- [Exercise requirements]: No image is to be carried over; reproduce the rest of the listing word for word.

┌─ Records for this exercise

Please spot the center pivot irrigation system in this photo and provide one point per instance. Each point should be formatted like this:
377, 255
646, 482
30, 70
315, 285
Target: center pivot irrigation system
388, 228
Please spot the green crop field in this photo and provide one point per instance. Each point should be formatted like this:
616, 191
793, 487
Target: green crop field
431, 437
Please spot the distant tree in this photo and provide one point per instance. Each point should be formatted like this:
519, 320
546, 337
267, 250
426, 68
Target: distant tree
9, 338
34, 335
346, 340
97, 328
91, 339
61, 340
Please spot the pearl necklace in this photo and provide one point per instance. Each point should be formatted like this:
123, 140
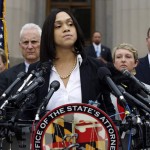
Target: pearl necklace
68, 75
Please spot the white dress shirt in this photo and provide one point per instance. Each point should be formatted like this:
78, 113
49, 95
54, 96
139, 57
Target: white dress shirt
26, 66
69, 94
97, 49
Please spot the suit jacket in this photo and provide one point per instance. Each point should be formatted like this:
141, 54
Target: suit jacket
105, 52
143, 70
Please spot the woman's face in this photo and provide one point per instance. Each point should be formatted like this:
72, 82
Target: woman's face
2, 65
65, 34
124, 59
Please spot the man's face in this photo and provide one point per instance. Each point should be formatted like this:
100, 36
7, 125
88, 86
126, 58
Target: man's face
30, 45
96, 38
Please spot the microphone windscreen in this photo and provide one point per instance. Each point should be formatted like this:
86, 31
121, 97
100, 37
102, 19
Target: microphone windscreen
55, 85
103, 72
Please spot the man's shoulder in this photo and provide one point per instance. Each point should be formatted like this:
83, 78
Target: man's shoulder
13, 70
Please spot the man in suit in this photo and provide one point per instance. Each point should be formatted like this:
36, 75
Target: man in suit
30, 37
97, 50
143, 68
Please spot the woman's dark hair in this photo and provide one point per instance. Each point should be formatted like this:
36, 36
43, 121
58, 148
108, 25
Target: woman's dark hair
3, 56
47, 48
148, 33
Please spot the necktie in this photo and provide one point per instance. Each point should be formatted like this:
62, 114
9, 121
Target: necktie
97, 51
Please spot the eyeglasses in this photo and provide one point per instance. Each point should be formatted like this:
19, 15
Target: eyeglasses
26, 43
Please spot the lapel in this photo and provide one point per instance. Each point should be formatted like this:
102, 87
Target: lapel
93, 51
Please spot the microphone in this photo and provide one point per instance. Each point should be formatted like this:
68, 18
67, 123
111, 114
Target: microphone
145, 100
133, 99
41, 69
20, 76
54, 86
126, 73
37, 83
26, 81
104, 74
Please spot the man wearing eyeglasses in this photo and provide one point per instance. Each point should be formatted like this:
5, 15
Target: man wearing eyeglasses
143, 68
30, 37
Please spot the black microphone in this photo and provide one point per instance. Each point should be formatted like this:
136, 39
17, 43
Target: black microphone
133, 99
104, 74
18, 97
20, 76
54, 86
41, 69
126, 73
26, 81
145, 100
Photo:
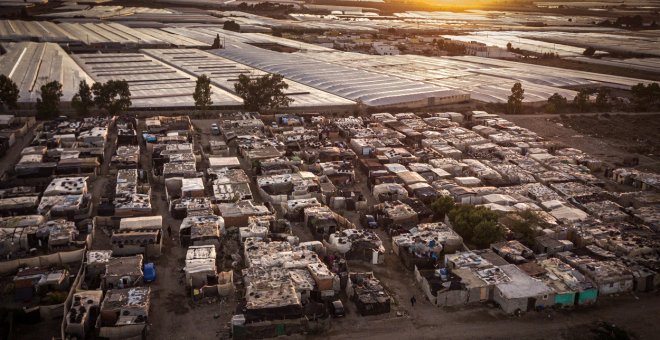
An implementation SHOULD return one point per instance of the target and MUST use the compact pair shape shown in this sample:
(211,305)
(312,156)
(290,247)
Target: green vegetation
(262,93)
(202,94)
(451,47)
(646,97)
(581,100)
(231,25)
(216,42)
(478,226)
(114,96)
(525,226)
(514,104)
(8,92)
(556,103)
(83,100)
(442,206)
(48,106)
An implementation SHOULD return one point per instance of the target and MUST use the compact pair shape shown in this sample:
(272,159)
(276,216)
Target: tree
(514,104)
(202,94)
(216,42)
(589,51)
(525,226)
(48,106)
(581,100)
(262,93)
(114,96)
(8,92)
(645,96)
(603,99)
(442,205)
(82,100)
(556,103)
(486,233)
(477,225)
(231,25)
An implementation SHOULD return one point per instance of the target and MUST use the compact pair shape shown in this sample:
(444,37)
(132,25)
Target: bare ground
(174,316)
(610,138)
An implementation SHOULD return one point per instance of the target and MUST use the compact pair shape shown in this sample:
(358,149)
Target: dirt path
(608,147)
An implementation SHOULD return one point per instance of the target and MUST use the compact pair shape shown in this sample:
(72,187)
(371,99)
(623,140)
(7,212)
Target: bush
(478,226)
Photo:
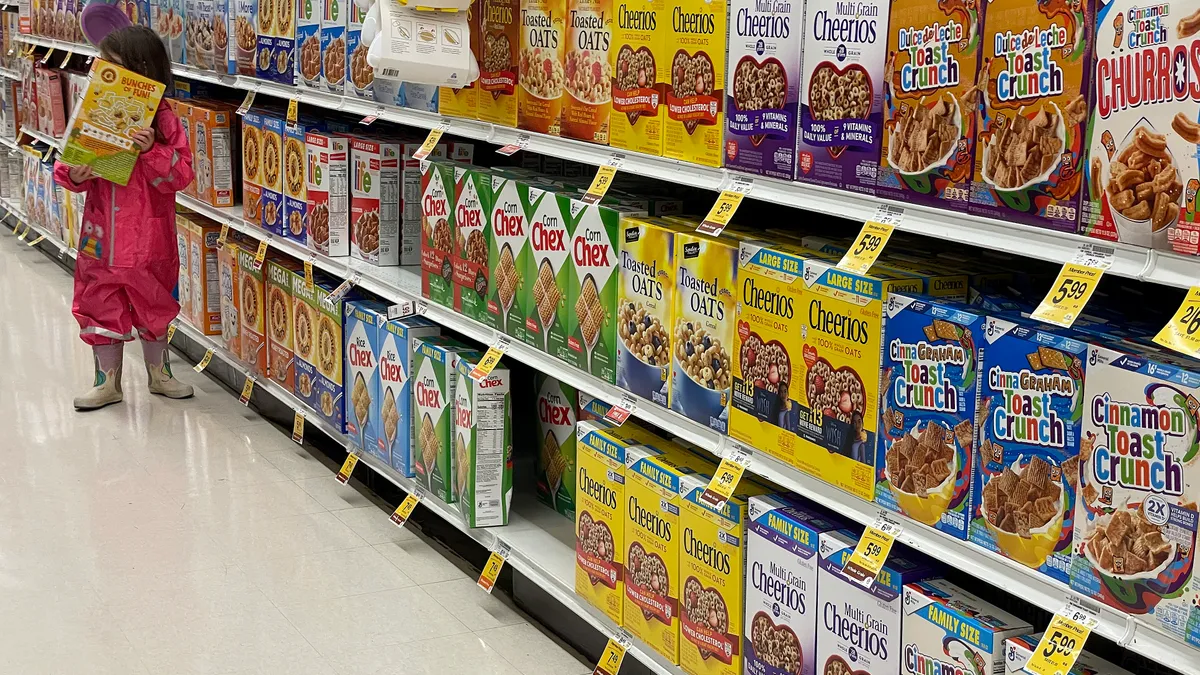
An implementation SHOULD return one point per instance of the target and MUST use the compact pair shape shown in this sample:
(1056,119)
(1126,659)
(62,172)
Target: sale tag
(400,517)
(246,389)
(719,216)
(204,362)
(1062,641)
(726,478)
(1182,333)
(343,475)
(493,566)
(871,553)
(431,141)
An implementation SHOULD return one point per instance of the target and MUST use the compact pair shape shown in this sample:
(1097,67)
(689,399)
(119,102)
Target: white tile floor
(192,537)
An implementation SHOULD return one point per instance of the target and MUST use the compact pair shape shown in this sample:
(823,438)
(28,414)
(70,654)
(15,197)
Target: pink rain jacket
(129,262)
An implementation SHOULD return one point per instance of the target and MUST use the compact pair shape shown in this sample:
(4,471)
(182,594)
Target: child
(127,280)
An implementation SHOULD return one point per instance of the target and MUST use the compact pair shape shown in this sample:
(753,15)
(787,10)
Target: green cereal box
(547,275)
(481,464)
(435,380)
(508,255)
(438,232)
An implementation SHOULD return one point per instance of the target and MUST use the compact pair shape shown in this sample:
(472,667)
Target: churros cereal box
(929,102)
(118,102)
(1036,81)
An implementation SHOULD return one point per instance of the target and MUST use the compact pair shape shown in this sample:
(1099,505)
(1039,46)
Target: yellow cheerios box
(652,542)
(599,512)
(712,567)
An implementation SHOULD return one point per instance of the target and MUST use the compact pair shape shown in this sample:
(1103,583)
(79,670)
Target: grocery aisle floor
(192,537)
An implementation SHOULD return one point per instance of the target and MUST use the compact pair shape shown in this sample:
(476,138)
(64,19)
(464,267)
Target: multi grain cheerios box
(1140,179)
(1032,135)
(712,569)
(695,95)
(557,414)
(859,629)
(1030,410)
(435,382)
(703,327)
(762,109)
(1135,512)
(394,405)
(645,308)
(481,464)
(640,73)
(841,94)
(946,628)
(931,372)
(929,103)
(780,627)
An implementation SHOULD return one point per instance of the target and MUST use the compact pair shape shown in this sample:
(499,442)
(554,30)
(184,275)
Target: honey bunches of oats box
(481,463)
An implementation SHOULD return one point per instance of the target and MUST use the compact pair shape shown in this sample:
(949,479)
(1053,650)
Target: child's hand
(81,173)
(144,138)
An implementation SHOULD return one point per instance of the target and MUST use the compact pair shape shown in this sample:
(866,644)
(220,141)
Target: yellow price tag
(246,390)
(343,475)
(204,362)
(1062,641)
(1182,333)
(400,517)
(871,553)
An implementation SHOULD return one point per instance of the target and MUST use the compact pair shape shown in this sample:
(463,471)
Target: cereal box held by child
(118,103)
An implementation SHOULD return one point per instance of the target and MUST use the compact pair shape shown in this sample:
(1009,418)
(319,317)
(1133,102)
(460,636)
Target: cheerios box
(780,626)
(1030,410)
(861,627)
(435,383)
(931,375)
(703,324)
(1140,177)
(712,569)
(1033,115)
(1135,512)
(946,627)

└─

- [Exercise solution]:
Please spot the center pivot irrigation system in this photo and provide one point per instance. Each point should be formatted like this:
377, 255
646, 482
30, 70
315, 285
Target: center pivot irrigation system
388, 228
Please spot the green crop field in this photo and provide one point per instance. Each point should be formatted like this:
616, 191
793, 487
Target: green crop field
431, 437
Please spot the distant tree in this photo and provide one point per instance. Each point should be formatted like this:
519, 320
546, 337
267, 250
426, 68
Target: distant tree
9, 338
34, 335
346, 340
97, 328
91, 339
61, 340
Please spot the pearl necklace in this photo and provide one point per instance. Each point should be formatted like this:
123, 140
Target: pearl necklace
68, 75
Please spot the white dress shirt in this photo and provide one point per instance. Each point should be formatted like this:
78, 113
49, 95
54, 96
139, 57
Target: white dress shirt
26, 66
69, 94
97, 49
Please spot the suit jacket in this photo and provide one point per instance. Each point should be formatted like this:
141, 54
Target: suit jacket
105, 52
143, 70
Please spot the woman's face in this photo and provide one point per instance. Each point should be formatted like this:
72, 82
Target: woman's face
2, 65
65, 34
124, 59
Please spot the man's face in this photo and provide one point per instance. Each point should be formatted like this:
100, 36
7, 125
88, 86
126, 58
Target: man's face
30, 45
96, 38
Please spot the microphone windscreen in this photo and provide one point per instance. Each point should be formatted like this:
86, 31
121, 97
100, 37
102, 19
Target: microphone windscreen
55, 85
103, 72
Please spot the man's shoulder in this photo and provide one point per instance. Each point should be formatted like this:
83, 78
Target: man's shoulder
13, 70
Please spot the man in suit in this photo and provide one point per instance. Each point should be formatted like this:
36, 75
Target: man in suit
30, 37
97, 50
143, 68
Please spot the woman's dark hair in this photo and provide one point per instance. Each point should be formatted like this:
36, 36
43, 121
58, 148
108, 25
Target: woman's dark hair
3, 56
47, 48
148, 33
Please spot the necktie in this photo and provide one point per instance. Each point should be formatted like this:
62, 114
9, 121
Target: necktie
97, 51
Please spot the eyeglasses in this photo and provide one point per instance. Each point should be formatted like this:
19, 15
Target: eyeglasses
26, 43
Please spot the lapel in this photo and provide one point per instance. Each point should be formatted like this:
102, 87
Target: lapel
93, 51
Please spot the microphone in this photo and provide one point per instance. Each point should be formatted like this:
68, 18
67, 123
111, 114
Target: microphone
145, 100
133, 99
41, 69
20, 76
54, 86
126, 73
37, 83
26, 81
104, 74
Please spot the man wearing eyeglasses in this photo and provide one point per instance. Each point should be formatted like this:
5, 15
Target: man wearing eyeglasses
143, 68
30, 37
Please spot the black microphone in this photo and provide one point per instance. Each point should be formatted like this:
136, 39
17, 43
Target: black microphone
133, 99
104, 74
18, 97
20, 76
54, 86
41, 69
126, 73
26, 81
145, 100
Photo:
An implementation SHOULD return one point per instance of the target and MUST use the compact pair shape shown in this sample:
(211,305)
(312,156)
(290,247)
Target: green vegetation
(262,93)
(202,94)
(451,47)
(646,97)
(581,100)
(231,25)
(216,42)
(478,226)
(114,96)
(525,226)
(514,104)
(8,92)
(556,103)
(83,100)
(442,206)
(48,106)
An implementation SHOULD return one point per instance of the target and MUST use the compact pair shape shown in this sample:
(272,159)
(276,216)
Target: tree
(514,104)
(202,94)
(216,42)
(589,51)
(525,226)
(48,106)
(581,100)
(262,93)
(114,96)
(8,92)
(645,96)
(603,99)
(442,205)
(82,100)
(556,103)
(486,233)
(477,225)
(231,25)
An implementation SHOULD return one point per instance of the target and MUST use the compact pair shape shown in this sample:
(444,37)
(132,25)
Target: bare ground
(174,316)
(610,138)
An implementation SHOULD return one point per instance of the target and MUST use the compact pair shape shown in this sample:
(358,149)
Target: dirt path
(608,147)
An implementation SHOULD return one point per instance of the target and MUST use the compact pair shape shown in this sample:
(72,187)
(371,99)
(623,140)
(7,212)
Target: bush
(478,226)
Photo:
An implementation SHOULD return one point per instance of the target and MUST use the compact pair shape shown in this sample:
(1056,119)
(1126,659)
(62,172)
Target: sale tag
(400,517)
(246,389)
(719,216)
(204,362)
(1062,641)
(726,478)
(1182,333)
(343,475)
(493,566)
(871,553)
(431,141)
An implementation SHOULD return one point per instance of the target and MUST use the compact pair shape shown in this sample:
(1097,67)
(689,399)
(119,102)
Target: white tile floor
(192,537)
An implementation SHOULD return one point per instance of the target and MUST use the compact pair shape shown in this sample:
(823,438)
(28,414)
(70,654)
(15,197)
Target: pink rain jacket
(129,262)
An implementation SHOULD return one point per instance of the target and MUST use the compact pair shape shown in this sample:
(4,471)
(182,594)
Target: child
(127,280)
An implementation SHOULD return one point per instance of the target and MUST use the compact pair shape shown in this sample:
(753,15)
(787,10)
Target: green cereal box
(547,275)
(481,464)
(435,380)
(508,255)
(438,232)
An implementation SHOULD return one point per instance of the target and MUST use the compact pair shape shown in this sample:
(472,667)
Target: churros cereal box
(929,102)
(118,102)
(1036,81)
An implementation SHOULD return one point per instance of the target and MUST use the compact pair shape shown in this sample:
(1099,505)
(1039,46)
Target: yellow cheerios box
(652,542)
(599,512)
(712,567)
An implementation SHOULD return one point per instance of the target and MUST use the compact pair shape shown in this sample:
(1103,583)
(79,670)
Target: grocery aisle floor
(192,537)
An implementation SHOULD return one point per instance of the target and MUST use the compact pair shape shown in this sample:
(476,138)
(64,19)
(464,267)
Target: multi grain cheerios box
(1140,179)
(1032,135)
(712,569)
(695,95)
(557,414)
(859,629)
(1030,410)
(435,382)
(703,327)
(762,109)
(1135,512)
(394,405)
(645,308)
(481,464)
(640,73)
(841,94)
(946,628)
(931,372)
(929,103)
(780,627)
An implementation SHOULD return one point per instance of the target and MUST use the compact pair shape shown in this sample:
(499,442)
(554,30)
(184,275)
Target: honey bunches of oats box
(481,463)
An implementation SHOULD return one point per instance of the target and MUST use the compact pair shape shown in this sample:
(949,479)
(1053,650)
Target: child's hand
(81,173)
(144,138)
An implementation SHOULD return one point per instance of the target and MUST use the compact pair shape shown in this sample:
(866,644)
(220,141)
Target: yellow price tag
(246,390)
(343,475)
(204,362)
(1062,641)
(1182,333)
(400,517)
(871,553)
An implementation SHOULD return one point per instance of the target and MUST use the compact pair shape shown in this sample:
(463,471)
Target: cereal box held by child
(118,103)
An implementation SHOULD return one point per instance of the target and MUST use the compact pair shape shown in this sample:
(1009,418)
(319,317)
(1133,102)
(460,636)
Target: cheerios box
(780,626)
(1030,410)
(861,627)
(435,383)
(931,375)
(703,324)
(1140,177)
(712,569)
(1033,115)
(1135,512)
(946,627)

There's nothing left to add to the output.